──────── Entries supplied
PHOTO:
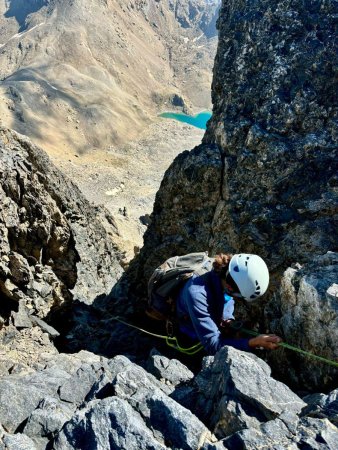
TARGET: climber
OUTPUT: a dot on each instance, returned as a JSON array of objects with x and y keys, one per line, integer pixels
[{"x": 205, "y": 304}]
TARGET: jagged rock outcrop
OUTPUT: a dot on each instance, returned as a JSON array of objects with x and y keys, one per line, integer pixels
[
  {"x": 55, "y": 247},
  {"x": 88, "y": 401},
  {"x": 265, "y": 179},
  {"x": 305, "y": 311}
]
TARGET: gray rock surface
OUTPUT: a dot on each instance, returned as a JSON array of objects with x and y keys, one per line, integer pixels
[
  {"x": 323, "y": 406},
  {"x": 170, "y": 371},
  {"x": 86, "y": 401},
  {"x": 305, "y": 312},
  {"x": 265, "y": 179},
  {"x": 278, "y": 434},
  {"x": 55, "y": 247},
  {"x": 236, "y": 391}
]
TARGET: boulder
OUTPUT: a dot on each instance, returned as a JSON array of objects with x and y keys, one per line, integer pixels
[
  {"x": 315, "y": 434},
  {"x": 305, "y": 312},
  {"x": 170, "y": 370},
  {"x": 236, "y": 392},
  {"x": 109, "y": 423}
]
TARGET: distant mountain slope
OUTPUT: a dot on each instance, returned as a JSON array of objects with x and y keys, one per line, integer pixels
[{"x": 86, "y": 74}]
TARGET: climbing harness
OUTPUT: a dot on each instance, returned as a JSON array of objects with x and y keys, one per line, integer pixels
[{"x": 173, "y": 343}]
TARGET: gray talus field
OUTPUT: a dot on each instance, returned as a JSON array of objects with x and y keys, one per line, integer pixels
[{"x": 82, "y": 75}]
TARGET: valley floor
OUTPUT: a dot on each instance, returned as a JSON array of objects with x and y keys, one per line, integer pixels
[{"x": 126, "y": 179}]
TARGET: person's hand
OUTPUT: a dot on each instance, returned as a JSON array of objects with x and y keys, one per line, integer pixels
[{"x": 268, "y": 341}]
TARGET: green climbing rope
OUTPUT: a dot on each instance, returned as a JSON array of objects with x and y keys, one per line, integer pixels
[
  {"x": 173, "y": 343},
  {"x": 170, "y": 341},
  {"x": 296, "y": 349}
]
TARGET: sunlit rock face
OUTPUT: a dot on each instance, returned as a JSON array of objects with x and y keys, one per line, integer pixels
[{"x": 265, "y": 178}]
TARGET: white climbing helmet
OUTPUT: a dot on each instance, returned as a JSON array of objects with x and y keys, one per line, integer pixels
[{"x": 251, "y": 275}]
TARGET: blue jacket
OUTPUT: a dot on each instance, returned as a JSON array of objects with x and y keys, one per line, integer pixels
[{"x": 199, "y": 309}]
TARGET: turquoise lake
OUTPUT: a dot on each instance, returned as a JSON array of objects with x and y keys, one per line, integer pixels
[{"x": 199, "y": 121}]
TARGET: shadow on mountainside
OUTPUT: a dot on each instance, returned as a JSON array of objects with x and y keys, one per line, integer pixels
[
  {"x": 20, "y": 9},
  {"x": 20, "y": 92},
  {"x": 94, "y": 328}
]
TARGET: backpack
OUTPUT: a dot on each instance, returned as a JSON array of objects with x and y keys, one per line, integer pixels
[{"x": 167, "y": 280}]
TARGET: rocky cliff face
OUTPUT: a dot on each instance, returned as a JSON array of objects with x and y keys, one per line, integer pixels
[
  {"x": 265, "y": 179},
  {"x": 55, "y": 247}
]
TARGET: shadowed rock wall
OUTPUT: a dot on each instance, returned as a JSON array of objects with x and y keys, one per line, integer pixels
[
  {"x": 55, "y": 247},
  {"x": 270, "y": 154}
]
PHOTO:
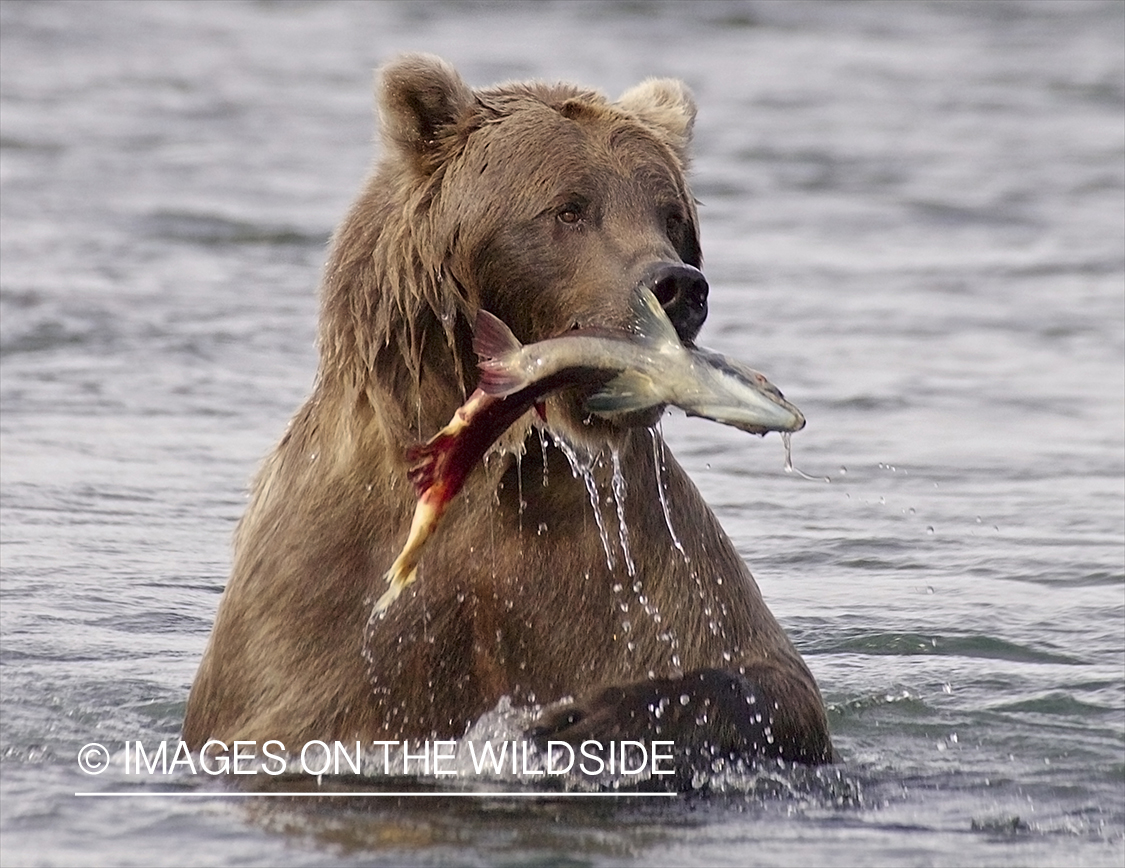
────────────────
- [Aim of the exercise] Put each line of the records above into a numbered list, skipping any blank lines and leaving the pictures out.

- [The answer]
1. PHOTO:
2. TARGET: climber
3. OUTPUT: a dot on each instance, returned as a JSON array of objects with x and y keys, one per line, integer pixels
4. [{"x": 205, "y": 304}]
5. TARGET: jagged rock outcrop
6. OUTPUT: a dot on each instance, returned as a JSON array of objects with x and y keys, one per line, integer pixels
7. [
8.   {"x": 55, "y": 247},
9.   {"x": 88, "y": 401},
10.   {"x": 265, "y": 179},
11.   {"x": 305, "y": 311}
12. ]
13. TARGET: gray rock surface
14. OUTPUT: a dot on each instance, returned as a JSON array of objects with x and y keys, one per line, integer pixels
15. [
16.   {"x": 323, "y": 406},
17.   {"x": 170, "y": 371},
18.   {"x": 86, "y": 401},
19.   {"x": 305, "y": 312},
20.   {"x": 265, "y": 179},
21.   {"x": 278, "y": 434},
22.   {"x": 55, "y": 247},
23.   {"x": 236, "y": 391}
24. ]
25. TARGET: boulder
26. OUTPUT: a dot on each instance, returned as a JSON array of objects with x and y keys, one per line, integer pixels
27. [
28.   {"x": 315, "y": 434},
29.   {"x": 305, "y": 312},
30.   {"x": 170, "y": 370},
31.   {"x": 236, "y": 392},
32.   {"x": 109, "y": 423}
33. ]
34. TARGET: distant mountain slope
35. OUTPUT: a dot on each instance, returned as a JSON array of objects with x and y keys, one per line, integer pixels
36. [{"x": 86, "y": 74}]
37. TARGET: climbing harness
38. OUTPUT: a dot on each instance, returned as a JSON array of objects with x and y keys, one per line, integer pixels
39. [{"x": 173, "y": 343}]
40. TARGET: gray talus field
41. OUTPUT: a dot on each instance, returned as a JSON array of objects with x and y keys, one per line, integer pixels
42. [{"x": 82, "y": 75}]
43. TARGET: valley floor
44. OUTPUT: a dot on each instance, returned as a JSON array of objects with x and y keys, one per line, integer pixels
45. [{"x": 126, "y": 179}]
46. TARGET: person's hand
47. OUTPUT: a dot on each instance, returned as a JSON array of objects with x and y keys, one per line, integer pixels
48. [{"x": 268, "y": 341}]
49. TARGET: green climbing rope
50. OUTPUT: a dot on each instance, returned as a JSON array of objects with x and y keys, one per line, integer pixels
51. [
52.   {"x": 173, "y": 343},
53.   {"x": 170, "y": 341},
54.   {"x": 296, "y": 349}
55. ]
56. TARGET: sunlit rock face
57. OUTPUT: a dot on each instance, returned as a JSON array of objects with x and y keys, one per line, integer pixels
58. [{"x": 265, "y": 178}]
59. TARGET: white climbing helmet
60. OUTPUT: a dot on each instance, returned as a JSON array of objects with x and y keys, one per line, integer pixels
61. [{"x": 251, "y": 275}]
62. TARGET: blue jacket
63. OUTPUT: a dot on each instance, returned as a JSON array of objects with x and y keys, one per line, integer pixels
64. [{"x": 199, "y": 309}]
65. TARGET: turquoise lake
66. OUTPUT: a dot on each instance, returned as a JSON array of objects with x and y keys, one per line, integer pixels
67. [{"x": 199, "y": 121}]
68. TARGET: shadow on mountainside
69. OUTPUT: a dot on each instance, returned as a JSON array of objects with x and y keys, one per line, integer pixels
70. [
71.   {"x": 20, "y": 9},
72.   {"x": 20, "y": 92},
73.   {"x": 94, "y": 328}
74. ]
75. TARGET: backpack
76. OUTPUT: a dot on each instance, returned as a JSON array of objects with x and y keys, one per line, integer pixels
77. [{"x": 167, "y": 280}]
78. TARGET: rocky cliff face
79. OUTPUT: a dot on each instance, returned as a JSON array of objects with x and y keys, one per line, integer pixels
80. [
81.   {"x": 265, "y": 179},
82.   {"x": 55, "y": 247}
83. ]
84. TARGET: shadowed rock wall
85. OUTPUT: a dot on each instance, returned as a JSON array of objects with x and y keys, one per line, integer pixels
86. [
87.   {"x": 55, "y": 247},
88.   {"x": 270, "y": 154}
89. ]
90. PHOTO:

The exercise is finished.